本文:

なぜウクライナは偉そうなのか? :新石器・青銅器時代のヨーロッパ

画像: 天然の「巨人教会」

2022.06.19

ライフ・ソーシャル

なぜウクライナは偉そうなのか? :新石器・青銅器時代のヨーロッパ

純丘曜彰 教授博士
大阪芸術大学 哲学教授

/大戦後、ドイツナチスの「アーリア仮説」に代わって「クルガン学説」が唱えられ、ウクライナこそがすべての文明の源泉だった、などとされ、東欧移民のコンプレックスとソ連の国家主義のイデオロギーがあいまって、広く世界に流布され、東欧崩壊後、学術風通俗本で評判になり、東欧や移民先の欧米でカルト的な信奉者を生み出した。それがネオナチ。/

この氷河期末期の二万年前に南仏・イベリア半島のWHGで「ソリュートレ(Solutre)文化」が生まれる。彼らは、打製石器で薄い槍先を作り、雪の下の草を掘って生き延びていたマンモスや野生馬を狩って食べ尽した。この狩猟文化は、一万二千年前、流氷で渡った者たちがいたのか、北米のクローヴィス人(ロシアからアラスカを渡った古代北部ユーラシア人、Ancient North Eurasian、ANE)にも大西洋を越えて広まり、地球上からマンモスや野生馬をほとんど絶滅させることになる。とくにその最後の一万一千年からの千年間、「ヤンガードリアス(Younger Dryas)期」は寒冷化がひどく、現在よりも8度も低い状況が続いた。

設問:
本文によると、「ヤンガードリアス期」には、現在と比べて気温が何度低い状況が続いたか。

提供データ:

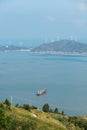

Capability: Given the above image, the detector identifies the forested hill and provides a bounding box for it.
[32,40,87,53]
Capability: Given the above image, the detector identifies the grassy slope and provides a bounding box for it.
[7,106,67,130]
[2,106,84,130]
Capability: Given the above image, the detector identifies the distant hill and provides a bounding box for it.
[0,100,87,130]
[32,40,87,53]
[0,45,31,52]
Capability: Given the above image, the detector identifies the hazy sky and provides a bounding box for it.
[0,0,87,39]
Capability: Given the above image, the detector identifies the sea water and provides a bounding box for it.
[0,51,87,115]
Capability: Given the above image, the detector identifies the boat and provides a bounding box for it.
[36,88,47,96]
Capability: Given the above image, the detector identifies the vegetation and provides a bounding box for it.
[0,99,87,130]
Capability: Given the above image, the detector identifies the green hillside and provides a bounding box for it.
[31,40,87,53]
[0,102,87,130]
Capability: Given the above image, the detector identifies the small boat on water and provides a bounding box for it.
[36,88,47,96]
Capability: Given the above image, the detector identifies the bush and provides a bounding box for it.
[5,99,11,106]
[42,104,50,112]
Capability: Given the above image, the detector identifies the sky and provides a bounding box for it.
[0,0,87,40]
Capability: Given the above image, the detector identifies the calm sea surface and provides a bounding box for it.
[0,52,87,115]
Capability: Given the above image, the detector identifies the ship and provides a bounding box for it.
[36,88,47,96]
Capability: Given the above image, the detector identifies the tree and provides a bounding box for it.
[5,99,11,106]
[54,108,58,114]
[42,104,50,112]
[61,111,65,115]
[23,104,31,111]
[0,108,10,130]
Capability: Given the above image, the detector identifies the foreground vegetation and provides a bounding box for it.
[0,99,87,130]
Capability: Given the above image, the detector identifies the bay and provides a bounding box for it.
[0,51,87,115]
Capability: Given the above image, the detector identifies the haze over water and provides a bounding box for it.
[0,52,87,115]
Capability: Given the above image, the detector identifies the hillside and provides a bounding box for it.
[0,102,87,130]
[0,45,31,52]
[32,40,87,53]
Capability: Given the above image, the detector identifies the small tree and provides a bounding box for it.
[42,104,50,112]
[61,111,65,115]
[54,108,58,114]
[23,104,31,111]
[5,99,11,106]
[0,108,10,130]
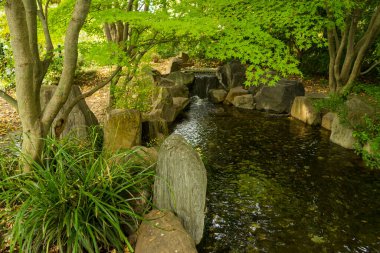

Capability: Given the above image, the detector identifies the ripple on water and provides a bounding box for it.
[173,98,380,253]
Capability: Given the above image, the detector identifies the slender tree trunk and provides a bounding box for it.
[327,5,380,94]
[5,0,91,171]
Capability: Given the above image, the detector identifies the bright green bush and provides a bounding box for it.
[314,92,380,169]
[0,136,153,252]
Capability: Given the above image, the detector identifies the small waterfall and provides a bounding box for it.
[190,73,220,98]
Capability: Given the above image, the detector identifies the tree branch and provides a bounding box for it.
[360,61,380,76]
[41,0,91,132]
[0,90,18,111]
[37,0,54,80]
[57,66,122,128]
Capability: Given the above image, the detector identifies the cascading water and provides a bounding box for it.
[190,73,220,98]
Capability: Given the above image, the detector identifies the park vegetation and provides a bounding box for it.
[0,0,380,252]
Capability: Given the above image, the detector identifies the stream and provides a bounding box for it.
[173,97,380,253]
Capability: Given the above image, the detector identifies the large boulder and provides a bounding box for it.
[153,134,207,244]
[190,74,220,98]
[165,71,195,86]
[232,94,255,110]
[131,146,158,167]
[291,97,321,126]
[330,116,356,149]
[104,109,141,152]
[255,79,305,113]
[146,87,176,122]
[166,84,189,98]
[40,85,99,139]
[173,97,190,118]
[166,57,183,73]
[135,210,197,253]
[216,61,246,89]
[322,112,337,131]
[208,89,227,104]
[223,86,248,105]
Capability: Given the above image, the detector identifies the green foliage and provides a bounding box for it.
[352,83,380,106]
[115,71,155,112]
[313,93,347,116]
[0,12,15,89]
[0,136,153,252]
[44,45,63,85]
[353,116,380,169]
[314,91,380,169]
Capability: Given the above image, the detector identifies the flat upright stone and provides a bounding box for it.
[135,210,197,253]
[255,79,305,113]
[330,116,356,149]
[291,96,322,126]
[223,86,248,105]
[153,134,207,244]
[40,85,99,139]
[232,94,255,110]
[208,89,227,104]
[322,112,337,131]
[104,109,142,152]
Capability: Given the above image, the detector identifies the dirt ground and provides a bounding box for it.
[0,67,328,138]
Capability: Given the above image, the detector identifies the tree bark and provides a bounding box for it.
[5,0,91,171]
[327,5,380,94]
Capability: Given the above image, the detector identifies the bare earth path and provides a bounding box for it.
[0,69,327,140]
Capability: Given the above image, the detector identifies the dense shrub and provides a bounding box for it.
[0,136,153,252]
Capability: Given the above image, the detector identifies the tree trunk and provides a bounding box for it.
[5,0,91,171]
[328,5,380,94]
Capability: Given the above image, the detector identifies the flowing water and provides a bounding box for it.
[173,98,380,253]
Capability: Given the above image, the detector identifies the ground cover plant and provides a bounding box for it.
[0,133,153,252]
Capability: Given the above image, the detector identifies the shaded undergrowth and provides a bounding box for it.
[0,134,154,252]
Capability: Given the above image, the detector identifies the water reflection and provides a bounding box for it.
[174,100,380,252]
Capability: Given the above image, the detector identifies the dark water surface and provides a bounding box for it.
[174,98,380,253]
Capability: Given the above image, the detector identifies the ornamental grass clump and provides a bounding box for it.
[0,136,154,252]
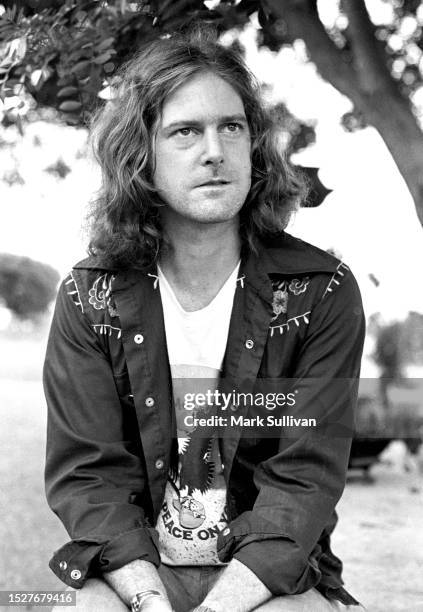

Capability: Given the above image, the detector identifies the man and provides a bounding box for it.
[44,26,364,612]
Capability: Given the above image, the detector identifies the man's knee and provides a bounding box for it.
[52,578,128,612]
[255,589,364,612]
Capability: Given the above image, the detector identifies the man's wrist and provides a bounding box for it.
[131,589,165,612]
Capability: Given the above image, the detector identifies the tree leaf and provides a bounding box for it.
[59,100,82,113]
[96,36,115,51]
[93,51,112,64]
[71,60,91,72]
[57,85,78,98]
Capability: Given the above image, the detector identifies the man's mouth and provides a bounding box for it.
[197,179,230,187]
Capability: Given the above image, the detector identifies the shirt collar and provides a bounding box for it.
[74,232,339,280]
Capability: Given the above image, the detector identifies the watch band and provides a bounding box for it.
[131,589,163,612]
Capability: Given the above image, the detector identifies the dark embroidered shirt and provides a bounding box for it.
[44,233,365,604]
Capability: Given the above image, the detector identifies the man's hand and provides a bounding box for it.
[103,559,172,612]
[140,596,174,612]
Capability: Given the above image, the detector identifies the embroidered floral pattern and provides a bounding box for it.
[271,281,288,321]
[88,274,118,317]
[322,261,349,299]
[65,272,84,312]
[271,289,288,321]
[270,310,311,336]
[288,276,310,295]
[93,323,122,338]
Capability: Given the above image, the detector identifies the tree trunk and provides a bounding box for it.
[267,0,423,225]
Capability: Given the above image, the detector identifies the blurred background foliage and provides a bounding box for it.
[0,0,423,223]
[0,253,59,322]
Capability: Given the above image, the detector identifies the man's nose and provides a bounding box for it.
[202,130,225,166]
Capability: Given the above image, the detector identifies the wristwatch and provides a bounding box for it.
[131,589,163,612]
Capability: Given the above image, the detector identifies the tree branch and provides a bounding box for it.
[266,0,358,100]
[342,0,392,94]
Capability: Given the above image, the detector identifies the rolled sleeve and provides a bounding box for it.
[218,272,365,595]
[44,283,160,588]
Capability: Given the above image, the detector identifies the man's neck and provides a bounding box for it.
[159,219,241,311]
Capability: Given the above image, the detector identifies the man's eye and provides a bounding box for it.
[176,127,194,136]
[225,123,244,134]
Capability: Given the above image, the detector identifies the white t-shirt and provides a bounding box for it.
[156,263,239,565]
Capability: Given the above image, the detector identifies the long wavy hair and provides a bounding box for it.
[89,26,306,269]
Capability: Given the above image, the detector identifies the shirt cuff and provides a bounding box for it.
[49,527,160,589]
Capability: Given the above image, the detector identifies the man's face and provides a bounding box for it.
[153,72,251,223]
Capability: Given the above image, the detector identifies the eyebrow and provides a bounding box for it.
[162,115,248,132]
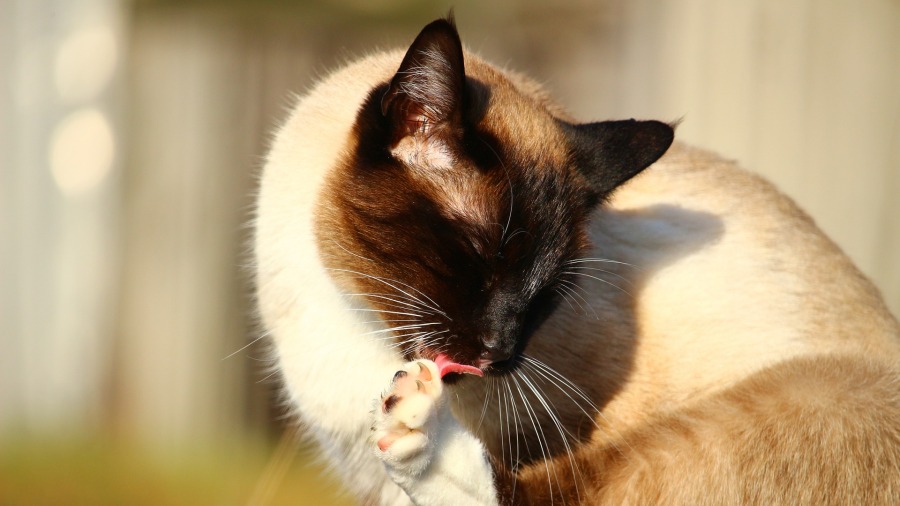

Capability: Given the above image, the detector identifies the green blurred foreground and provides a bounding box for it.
[0,438,352,506]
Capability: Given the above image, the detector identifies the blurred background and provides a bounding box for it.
[0,0,900,505]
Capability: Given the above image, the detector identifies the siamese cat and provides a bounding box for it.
[255,19,900,505]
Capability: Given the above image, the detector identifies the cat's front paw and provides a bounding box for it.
[373,360,444,474]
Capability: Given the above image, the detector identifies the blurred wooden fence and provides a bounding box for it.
[0,0,900,441]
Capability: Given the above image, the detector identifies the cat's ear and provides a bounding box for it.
[381,17,466,141]
[572,119,675,199]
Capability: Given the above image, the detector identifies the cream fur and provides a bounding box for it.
[256,44,900,504]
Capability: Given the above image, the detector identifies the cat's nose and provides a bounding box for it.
[479,343,513,364]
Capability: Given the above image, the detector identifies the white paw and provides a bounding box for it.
[373,360,444,474]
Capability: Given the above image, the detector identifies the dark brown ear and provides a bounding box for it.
[570,119,675,199]
[381,18,466,141]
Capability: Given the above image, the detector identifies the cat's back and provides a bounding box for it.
[592,143,900,414]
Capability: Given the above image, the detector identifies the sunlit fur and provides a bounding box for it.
[255,17,900,504]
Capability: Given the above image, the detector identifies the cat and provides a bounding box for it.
[254,18,900,505]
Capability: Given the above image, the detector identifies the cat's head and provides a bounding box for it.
[317,19,673,378]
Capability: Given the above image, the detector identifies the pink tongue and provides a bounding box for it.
[434,353,484,378]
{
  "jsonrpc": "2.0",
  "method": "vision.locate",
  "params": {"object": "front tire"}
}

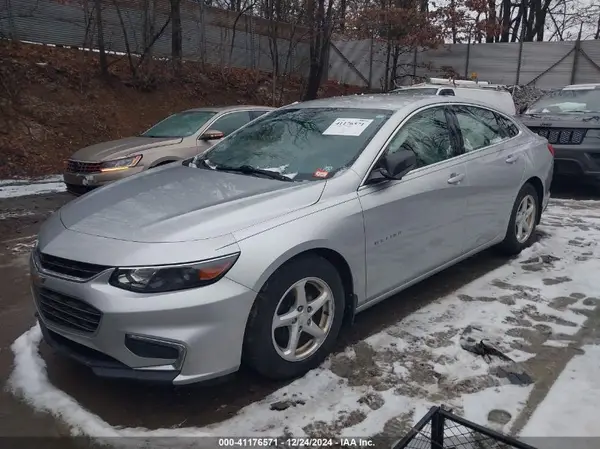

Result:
[498,183,540,252]
[242,255,345,380]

解答:
現在よりも8度低い状況が続いた。